### Passage provided
= Beginning of Section =
The theater I saw it in, in its third weekend, was pretty close to full. And that added to it. Tension just plays differently in a room of strangers than it does on your couch.
The late show was Violent Night, which was in The Grove’s brand new Dolby Screening Room… a little surprising, but with the light output for Thanksgiving, it made sense.
The 10pm show was not as full as other screenings had been. But it was at least half full. The film is junk food. And again… exactly the kind of thing that is better with an audience… the rare case when you want people expressing themselves through all the surprises. I got pretty much what I might have expected from the writer/director of Hansel & Gretel: Witch Hunters. The film is a little schizophrenic, as the core is Santa Claus losing his faith in the world and his mission. Like Bad Santa, Santa is drinking heavily at the bar… only this is really Santa. When trying to deliver a gift to the only nice person in a household of spoiled, mean rich people, Santa gets caught in the middle of a robbery with heavily armed, kill-happy bad guys. And suddenly, we are in a cheap Die Hard. Tone flies around as fast as Santa’s reindeer.
= End of Section =
### Provided data
= Beginning of Section =
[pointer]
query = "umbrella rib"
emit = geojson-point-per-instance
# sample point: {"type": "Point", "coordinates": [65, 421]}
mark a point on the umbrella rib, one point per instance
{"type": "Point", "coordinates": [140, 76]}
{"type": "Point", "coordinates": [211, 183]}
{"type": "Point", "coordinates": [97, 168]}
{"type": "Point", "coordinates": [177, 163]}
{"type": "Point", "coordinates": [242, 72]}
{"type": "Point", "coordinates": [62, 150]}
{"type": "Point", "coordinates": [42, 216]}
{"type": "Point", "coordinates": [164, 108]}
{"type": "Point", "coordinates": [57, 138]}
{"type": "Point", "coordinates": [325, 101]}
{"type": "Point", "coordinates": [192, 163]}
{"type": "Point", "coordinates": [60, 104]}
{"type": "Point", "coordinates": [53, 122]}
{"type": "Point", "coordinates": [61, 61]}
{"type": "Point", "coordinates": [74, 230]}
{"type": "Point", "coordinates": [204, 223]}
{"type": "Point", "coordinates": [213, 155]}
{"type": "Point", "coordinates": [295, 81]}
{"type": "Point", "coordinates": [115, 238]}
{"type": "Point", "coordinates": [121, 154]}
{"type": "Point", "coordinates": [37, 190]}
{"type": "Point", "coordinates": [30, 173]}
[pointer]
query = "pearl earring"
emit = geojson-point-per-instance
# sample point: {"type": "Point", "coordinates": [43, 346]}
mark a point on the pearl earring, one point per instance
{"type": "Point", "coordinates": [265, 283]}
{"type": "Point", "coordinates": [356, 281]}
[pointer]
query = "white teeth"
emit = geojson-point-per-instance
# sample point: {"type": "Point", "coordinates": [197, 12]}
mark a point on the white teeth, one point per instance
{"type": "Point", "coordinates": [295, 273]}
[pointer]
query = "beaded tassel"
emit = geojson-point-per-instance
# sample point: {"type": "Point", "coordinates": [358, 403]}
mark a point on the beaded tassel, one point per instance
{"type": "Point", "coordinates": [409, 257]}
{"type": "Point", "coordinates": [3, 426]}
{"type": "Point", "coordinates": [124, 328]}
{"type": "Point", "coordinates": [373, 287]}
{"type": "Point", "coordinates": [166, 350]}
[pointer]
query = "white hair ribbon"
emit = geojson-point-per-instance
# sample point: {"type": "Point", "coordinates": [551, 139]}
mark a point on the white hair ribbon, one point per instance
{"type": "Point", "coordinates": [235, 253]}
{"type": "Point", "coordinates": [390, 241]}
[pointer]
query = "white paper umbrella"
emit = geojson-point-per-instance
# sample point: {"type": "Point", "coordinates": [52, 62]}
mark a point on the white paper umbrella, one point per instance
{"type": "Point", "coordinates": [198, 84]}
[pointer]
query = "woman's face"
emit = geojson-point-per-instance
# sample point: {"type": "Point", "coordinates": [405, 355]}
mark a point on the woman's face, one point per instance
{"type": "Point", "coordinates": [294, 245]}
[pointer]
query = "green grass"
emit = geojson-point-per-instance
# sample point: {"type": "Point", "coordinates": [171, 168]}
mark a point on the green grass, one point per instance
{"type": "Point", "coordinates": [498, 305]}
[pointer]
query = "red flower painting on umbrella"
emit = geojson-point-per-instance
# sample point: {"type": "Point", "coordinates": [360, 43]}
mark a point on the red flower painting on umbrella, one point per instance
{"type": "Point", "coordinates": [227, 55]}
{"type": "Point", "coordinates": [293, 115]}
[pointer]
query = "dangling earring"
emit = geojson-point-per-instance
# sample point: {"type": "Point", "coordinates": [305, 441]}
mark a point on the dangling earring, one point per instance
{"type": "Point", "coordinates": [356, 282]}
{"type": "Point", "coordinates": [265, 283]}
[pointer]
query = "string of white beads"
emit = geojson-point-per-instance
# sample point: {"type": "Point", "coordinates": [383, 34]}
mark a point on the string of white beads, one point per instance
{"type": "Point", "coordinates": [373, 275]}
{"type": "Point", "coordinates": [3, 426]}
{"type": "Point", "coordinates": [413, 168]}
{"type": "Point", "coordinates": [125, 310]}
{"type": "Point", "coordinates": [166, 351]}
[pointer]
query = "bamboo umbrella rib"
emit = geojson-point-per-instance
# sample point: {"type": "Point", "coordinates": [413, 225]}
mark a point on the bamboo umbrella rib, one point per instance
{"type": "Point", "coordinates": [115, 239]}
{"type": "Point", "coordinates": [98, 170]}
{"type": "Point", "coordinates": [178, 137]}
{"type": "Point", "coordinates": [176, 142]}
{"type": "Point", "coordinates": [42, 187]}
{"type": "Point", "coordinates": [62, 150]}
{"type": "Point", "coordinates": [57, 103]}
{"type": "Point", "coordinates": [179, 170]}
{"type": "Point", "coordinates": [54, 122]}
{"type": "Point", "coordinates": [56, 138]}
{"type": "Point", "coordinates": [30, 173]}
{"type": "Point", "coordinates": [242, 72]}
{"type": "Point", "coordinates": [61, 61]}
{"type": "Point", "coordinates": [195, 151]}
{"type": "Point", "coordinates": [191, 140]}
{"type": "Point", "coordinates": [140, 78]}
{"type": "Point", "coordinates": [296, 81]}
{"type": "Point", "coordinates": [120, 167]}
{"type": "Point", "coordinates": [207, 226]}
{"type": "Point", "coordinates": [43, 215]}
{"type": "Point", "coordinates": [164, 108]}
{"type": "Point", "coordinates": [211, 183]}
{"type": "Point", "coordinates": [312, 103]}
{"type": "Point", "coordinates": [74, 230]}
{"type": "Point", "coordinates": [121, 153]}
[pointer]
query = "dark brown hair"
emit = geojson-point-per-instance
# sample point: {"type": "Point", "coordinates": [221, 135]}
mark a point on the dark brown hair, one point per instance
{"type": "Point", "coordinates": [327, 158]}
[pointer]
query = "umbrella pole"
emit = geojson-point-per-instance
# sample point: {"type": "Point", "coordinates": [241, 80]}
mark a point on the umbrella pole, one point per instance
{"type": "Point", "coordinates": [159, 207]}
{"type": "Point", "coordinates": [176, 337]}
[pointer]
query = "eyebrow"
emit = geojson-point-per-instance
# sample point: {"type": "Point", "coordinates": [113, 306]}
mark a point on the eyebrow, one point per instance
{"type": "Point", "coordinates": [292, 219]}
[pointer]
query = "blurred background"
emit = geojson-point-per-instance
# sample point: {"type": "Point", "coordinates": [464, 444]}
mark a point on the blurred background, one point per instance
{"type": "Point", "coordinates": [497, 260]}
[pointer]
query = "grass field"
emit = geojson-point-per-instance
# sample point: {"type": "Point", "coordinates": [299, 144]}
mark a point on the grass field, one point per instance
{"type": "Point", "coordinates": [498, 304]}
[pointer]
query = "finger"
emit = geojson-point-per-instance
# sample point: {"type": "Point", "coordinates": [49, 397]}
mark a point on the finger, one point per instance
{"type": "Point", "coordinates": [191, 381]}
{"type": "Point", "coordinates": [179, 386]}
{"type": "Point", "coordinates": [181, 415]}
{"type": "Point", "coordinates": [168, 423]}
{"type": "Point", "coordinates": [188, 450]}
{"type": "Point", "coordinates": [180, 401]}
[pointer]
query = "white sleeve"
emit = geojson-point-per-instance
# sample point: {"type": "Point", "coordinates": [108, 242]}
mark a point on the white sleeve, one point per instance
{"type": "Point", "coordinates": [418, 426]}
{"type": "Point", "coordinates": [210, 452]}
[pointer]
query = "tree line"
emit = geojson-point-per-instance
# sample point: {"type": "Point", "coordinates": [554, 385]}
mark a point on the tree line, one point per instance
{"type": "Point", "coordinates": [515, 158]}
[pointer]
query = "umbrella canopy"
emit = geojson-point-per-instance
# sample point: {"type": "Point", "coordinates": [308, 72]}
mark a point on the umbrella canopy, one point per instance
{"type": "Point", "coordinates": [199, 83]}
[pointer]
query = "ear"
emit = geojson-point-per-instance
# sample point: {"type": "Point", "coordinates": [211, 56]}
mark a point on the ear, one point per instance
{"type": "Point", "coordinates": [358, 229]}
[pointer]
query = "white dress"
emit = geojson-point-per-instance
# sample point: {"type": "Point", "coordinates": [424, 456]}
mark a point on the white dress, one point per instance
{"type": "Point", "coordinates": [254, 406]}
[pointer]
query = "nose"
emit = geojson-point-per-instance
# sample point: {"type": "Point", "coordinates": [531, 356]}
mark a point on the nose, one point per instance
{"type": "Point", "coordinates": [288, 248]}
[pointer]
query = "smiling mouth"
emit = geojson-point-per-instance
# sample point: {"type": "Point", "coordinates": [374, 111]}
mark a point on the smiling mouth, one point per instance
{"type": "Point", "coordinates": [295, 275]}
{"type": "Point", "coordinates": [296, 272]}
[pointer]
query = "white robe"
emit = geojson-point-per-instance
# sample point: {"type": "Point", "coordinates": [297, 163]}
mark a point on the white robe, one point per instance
= End of Section =
### Tasks to perform
- 1) Reproduce, word for word, the portion of the moviegoing passage that begins with "The late show" and ends with "it made sense.".
- 2) According to the moviegoing passage, why did a nearly full theater add to the experience of the first film? Answer in one to three sentences.
- 3) Write the next part of the moviegoing passage, beginning after its final sentence.

### Outputs for the tasks
- 1)
The late show was Violent Night, which was in The Grove’s brand new Dolby Screening Room… a little surprising, but with the light output for Thanksgiving, it made sense.

- 2) A nearly full theater added to the experience because tension plays differently in a room of strangers than it does on a couch at home.

- 3)
I would have loved to have loved this movie. But it was a bit too erratic for me to feel the joy of a great discovery. Still, I had a good time. And more than a little of that was being in a movie theater with an audience.
On Saturday night, I went to a screening of Babylon on an AMC Prime screen in Century City. The film is under review embargo for another 10 days, so what I can say about the film is limited.
As it turned out, Paramount made the film available for awards viewing on Thursday or Friday. So I had the option of not going back to the movie theater to see it again. I had done the double feature just the night before, so I wasn’t sure if I needed to go out again. In fact, I watched about 20 minutes of the film on my TV before I decided to absolutely go to the movie theater to see it a second time.
I was so glad I did.
Babylon is so thick as a film that while I remembered and mentioned the elephant excrement sequence a few times, I had forgotten, until I turned on the screener, that golden showers soon follow. Damien Chazelle turns up the volume, literally and figuratively, are barely lets the audience breathe for almost exactly half of the 3 hour, 10 minute running time.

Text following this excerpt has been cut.